## What needs to be done
Once you find the line with "request: give the outline of every instance of the person" in the entries below, return exactly every line from it through the line with "subject: person sitting".

## Record extracts

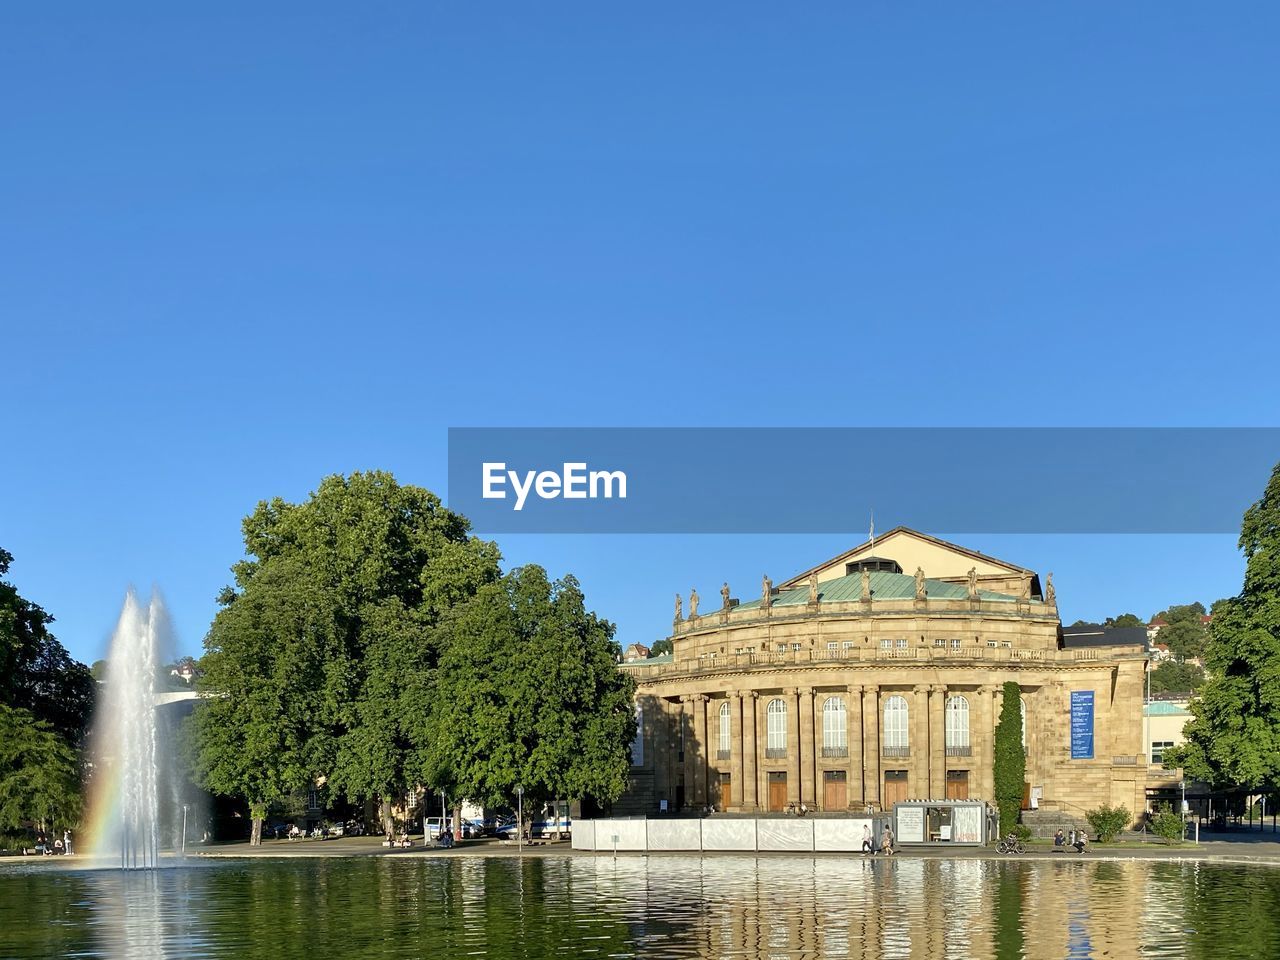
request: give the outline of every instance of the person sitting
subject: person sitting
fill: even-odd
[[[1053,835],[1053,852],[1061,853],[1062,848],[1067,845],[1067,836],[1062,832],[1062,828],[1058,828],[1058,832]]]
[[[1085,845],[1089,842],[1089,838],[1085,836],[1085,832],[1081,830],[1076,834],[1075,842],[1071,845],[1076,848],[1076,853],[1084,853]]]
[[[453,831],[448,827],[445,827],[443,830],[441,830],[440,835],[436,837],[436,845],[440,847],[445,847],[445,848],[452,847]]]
---
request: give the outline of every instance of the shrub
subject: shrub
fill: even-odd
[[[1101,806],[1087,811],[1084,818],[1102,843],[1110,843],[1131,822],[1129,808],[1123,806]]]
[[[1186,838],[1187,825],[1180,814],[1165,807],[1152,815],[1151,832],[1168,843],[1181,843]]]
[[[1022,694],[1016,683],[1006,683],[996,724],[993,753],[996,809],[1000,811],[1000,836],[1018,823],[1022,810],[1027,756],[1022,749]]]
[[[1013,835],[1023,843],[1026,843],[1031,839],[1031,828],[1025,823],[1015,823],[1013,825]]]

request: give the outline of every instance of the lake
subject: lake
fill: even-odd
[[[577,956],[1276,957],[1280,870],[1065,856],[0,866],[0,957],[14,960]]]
--
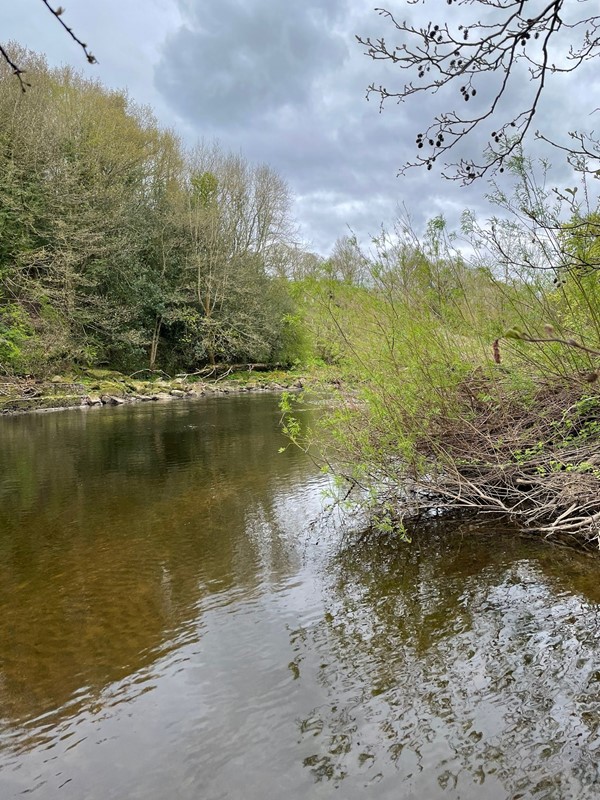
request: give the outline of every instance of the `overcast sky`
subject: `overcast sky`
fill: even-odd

## Finished exercise
request: give the outline of every instance of the person sitting
subject: person sitting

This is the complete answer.